**Work instructions**
Render every line from the start of the entries through the line containing "pixel 109 21", inclusive, as a numbered list, skipping blank lines. Leave the pictures out of your answer.

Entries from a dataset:
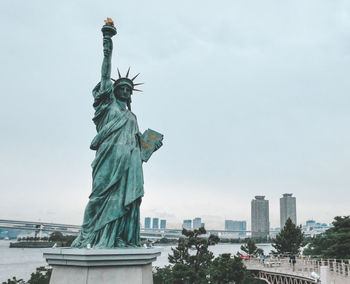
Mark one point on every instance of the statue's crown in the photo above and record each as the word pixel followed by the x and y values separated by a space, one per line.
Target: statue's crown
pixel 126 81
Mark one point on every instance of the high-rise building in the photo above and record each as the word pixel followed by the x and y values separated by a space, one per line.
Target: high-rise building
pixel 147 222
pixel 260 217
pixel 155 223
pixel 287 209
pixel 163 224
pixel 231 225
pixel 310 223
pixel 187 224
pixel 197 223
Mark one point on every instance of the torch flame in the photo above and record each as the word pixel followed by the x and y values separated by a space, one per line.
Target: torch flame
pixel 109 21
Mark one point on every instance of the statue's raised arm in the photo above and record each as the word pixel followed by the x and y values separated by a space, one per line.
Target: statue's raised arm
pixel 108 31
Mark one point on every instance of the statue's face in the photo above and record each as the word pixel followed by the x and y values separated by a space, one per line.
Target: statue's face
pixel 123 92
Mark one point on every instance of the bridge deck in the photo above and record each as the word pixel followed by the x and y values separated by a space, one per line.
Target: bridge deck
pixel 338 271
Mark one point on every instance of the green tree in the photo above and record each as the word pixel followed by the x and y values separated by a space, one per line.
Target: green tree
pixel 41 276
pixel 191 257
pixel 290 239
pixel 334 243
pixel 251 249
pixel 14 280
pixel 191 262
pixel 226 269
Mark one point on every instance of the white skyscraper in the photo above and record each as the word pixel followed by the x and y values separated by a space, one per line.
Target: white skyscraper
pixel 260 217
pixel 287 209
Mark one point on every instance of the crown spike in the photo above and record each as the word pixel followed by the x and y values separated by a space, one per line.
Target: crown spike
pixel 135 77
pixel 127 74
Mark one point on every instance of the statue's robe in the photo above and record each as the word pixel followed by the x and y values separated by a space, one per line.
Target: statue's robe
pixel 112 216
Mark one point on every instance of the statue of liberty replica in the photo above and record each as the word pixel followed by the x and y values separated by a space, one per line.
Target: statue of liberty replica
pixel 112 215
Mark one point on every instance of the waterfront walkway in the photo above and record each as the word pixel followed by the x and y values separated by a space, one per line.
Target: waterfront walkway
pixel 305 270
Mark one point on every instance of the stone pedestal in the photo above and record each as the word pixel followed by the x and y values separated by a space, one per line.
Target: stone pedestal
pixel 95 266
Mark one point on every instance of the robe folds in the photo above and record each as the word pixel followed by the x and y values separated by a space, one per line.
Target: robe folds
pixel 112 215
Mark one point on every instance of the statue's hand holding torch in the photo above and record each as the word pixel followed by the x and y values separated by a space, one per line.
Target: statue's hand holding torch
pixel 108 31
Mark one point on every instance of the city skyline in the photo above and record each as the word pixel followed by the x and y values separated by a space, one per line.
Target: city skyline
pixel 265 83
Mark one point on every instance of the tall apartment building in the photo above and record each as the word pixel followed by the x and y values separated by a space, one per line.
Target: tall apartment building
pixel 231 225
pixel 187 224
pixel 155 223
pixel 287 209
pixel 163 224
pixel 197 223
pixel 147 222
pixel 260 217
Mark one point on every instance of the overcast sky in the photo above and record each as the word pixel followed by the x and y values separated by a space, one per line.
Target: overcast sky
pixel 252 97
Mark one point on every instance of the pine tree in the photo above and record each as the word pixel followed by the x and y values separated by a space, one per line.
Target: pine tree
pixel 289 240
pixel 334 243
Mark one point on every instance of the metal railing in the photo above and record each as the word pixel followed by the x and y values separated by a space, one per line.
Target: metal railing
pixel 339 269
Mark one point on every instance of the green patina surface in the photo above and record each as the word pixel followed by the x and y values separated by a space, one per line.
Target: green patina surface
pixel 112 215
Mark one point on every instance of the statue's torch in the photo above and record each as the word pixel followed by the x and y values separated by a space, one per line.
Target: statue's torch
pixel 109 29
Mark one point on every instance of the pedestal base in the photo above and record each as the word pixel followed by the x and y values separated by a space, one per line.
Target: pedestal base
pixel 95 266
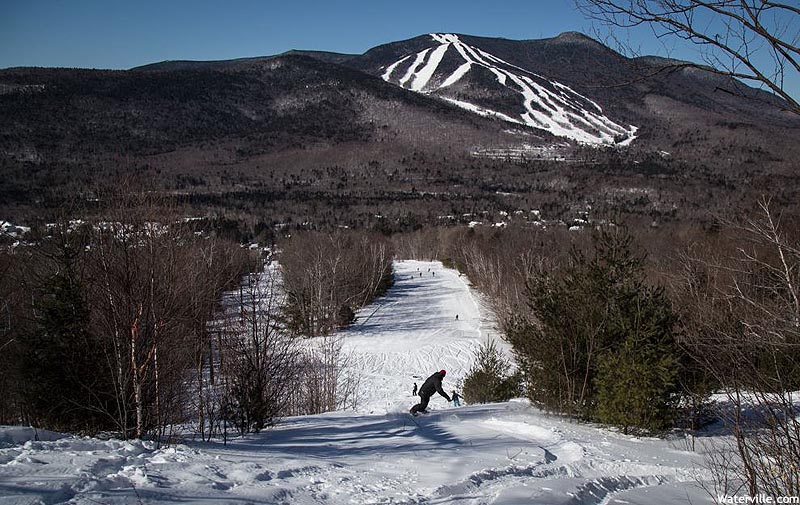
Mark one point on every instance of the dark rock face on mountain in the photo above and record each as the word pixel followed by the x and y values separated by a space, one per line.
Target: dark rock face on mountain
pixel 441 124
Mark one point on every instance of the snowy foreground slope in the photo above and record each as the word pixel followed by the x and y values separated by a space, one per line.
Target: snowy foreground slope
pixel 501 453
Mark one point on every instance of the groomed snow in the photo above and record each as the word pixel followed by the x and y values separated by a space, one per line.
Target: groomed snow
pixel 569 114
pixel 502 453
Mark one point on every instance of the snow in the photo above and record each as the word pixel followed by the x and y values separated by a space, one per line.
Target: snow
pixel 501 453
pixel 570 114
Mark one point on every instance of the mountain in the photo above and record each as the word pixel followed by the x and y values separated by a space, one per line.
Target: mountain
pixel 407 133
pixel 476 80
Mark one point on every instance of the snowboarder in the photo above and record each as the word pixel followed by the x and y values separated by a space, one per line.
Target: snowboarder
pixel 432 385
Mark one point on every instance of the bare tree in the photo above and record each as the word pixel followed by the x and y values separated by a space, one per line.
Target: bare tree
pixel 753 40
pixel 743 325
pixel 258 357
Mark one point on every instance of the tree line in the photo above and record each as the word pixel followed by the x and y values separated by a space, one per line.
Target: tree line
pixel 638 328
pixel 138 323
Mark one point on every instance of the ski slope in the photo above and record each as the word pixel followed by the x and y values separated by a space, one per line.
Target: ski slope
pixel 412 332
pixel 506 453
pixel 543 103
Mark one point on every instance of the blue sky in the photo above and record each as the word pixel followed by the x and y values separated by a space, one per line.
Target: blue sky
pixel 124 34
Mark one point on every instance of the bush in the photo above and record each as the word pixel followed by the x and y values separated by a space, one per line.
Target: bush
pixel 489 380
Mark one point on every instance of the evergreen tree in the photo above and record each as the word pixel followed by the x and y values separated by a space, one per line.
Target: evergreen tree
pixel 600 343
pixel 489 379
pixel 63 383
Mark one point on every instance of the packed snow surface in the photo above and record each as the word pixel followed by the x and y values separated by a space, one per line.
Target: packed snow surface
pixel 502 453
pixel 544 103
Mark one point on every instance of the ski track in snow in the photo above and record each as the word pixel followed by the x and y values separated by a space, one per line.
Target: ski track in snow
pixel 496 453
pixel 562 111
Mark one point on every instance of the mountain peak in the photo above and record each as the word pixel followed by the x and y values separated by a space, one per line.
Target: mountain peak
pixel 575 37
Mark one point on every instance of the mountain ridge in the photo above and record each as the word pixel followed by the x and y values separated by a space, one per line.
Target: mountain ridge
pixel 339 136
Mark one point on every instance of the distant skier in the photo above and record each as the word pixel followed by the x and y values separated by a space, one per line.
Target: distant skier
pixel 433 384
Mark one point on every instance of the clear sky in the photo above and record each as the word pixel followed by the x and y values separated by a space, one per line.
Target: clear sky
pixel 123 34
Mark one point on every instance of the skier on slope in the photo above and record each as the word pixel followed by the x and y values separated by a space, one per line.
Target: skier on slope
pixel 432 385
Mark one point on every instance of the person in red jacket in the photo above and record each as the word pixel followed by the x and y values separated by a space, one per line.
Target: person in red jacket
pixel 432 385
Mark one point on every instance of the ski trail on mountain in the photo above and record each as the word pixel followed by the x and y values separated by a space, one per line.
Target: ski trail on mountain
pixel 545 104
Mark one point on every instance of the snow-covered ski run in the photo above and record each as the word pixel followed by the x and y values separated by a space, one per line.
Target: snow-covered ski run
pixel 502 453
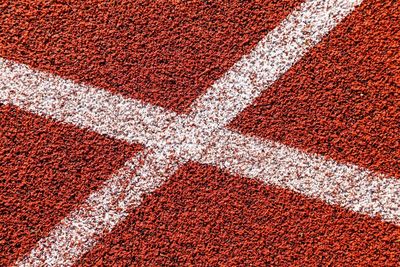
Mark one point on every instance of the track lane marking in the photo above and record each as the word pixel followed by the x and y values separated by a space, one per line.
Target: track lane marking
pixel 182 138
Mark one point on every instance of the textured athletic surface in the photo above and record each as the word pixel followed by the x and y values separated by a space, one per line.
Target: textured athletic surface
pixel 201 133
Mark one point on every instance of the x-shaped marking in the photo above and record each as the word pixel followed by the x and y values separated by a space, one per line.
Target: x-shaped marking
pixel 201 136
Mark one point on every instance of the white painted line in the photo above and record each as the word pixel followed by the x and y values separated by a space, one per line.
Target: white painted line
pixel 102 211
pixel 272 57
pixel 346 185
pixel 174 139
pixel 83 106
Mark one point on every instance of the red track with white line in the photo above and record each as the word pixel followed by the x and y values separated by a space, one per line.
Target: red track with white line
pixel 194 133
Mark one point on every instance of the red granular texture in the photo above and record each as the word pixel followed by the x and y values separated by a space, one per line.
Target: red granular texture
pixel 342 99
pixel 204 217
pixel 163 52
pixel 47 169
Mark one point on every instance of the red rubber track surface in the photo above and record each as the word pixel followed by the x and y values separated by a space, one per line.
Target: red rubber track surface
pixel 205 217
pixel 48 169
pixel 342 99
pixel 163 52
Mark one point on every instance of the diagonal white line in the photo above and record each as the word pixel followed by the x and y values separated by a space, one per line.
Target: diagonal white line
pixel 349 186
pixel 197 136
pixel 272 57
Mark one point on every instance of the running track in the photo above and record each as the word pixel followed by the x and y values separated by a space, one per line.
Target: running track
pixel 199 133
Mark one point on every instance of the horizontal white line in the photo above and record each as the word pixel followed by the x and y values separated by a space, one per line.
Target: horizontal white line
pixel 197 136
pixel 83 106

**Answer to the exercise**
1. Mark one point on every instance of the statue's crown in the photo above and record each as the word pixel followed by the x and y values separated by a space, one per line.
2. Target: statue's crown
3. pixel 126 81
4. Mark one point on every instance of the high-rise building in the photo above and record each as the word pixel followed by the x and y values separated by a space, one per line.
5. Target: high-rise building
6. pixel 147 222
7. pixel 260 217
8. pixel 155 223
9. pixel 287 209
10. pixel 163 224
11. pixel 231 225
12. pixel 310 223
13. pixel 187 224
14. pixel 197 223
15. Mark one point on every instance of the torch flame in the photo above and record each as the word pixel followed by the x and y values separated by a space, one per line.
16. Target: torch flame
17. pixel 109 21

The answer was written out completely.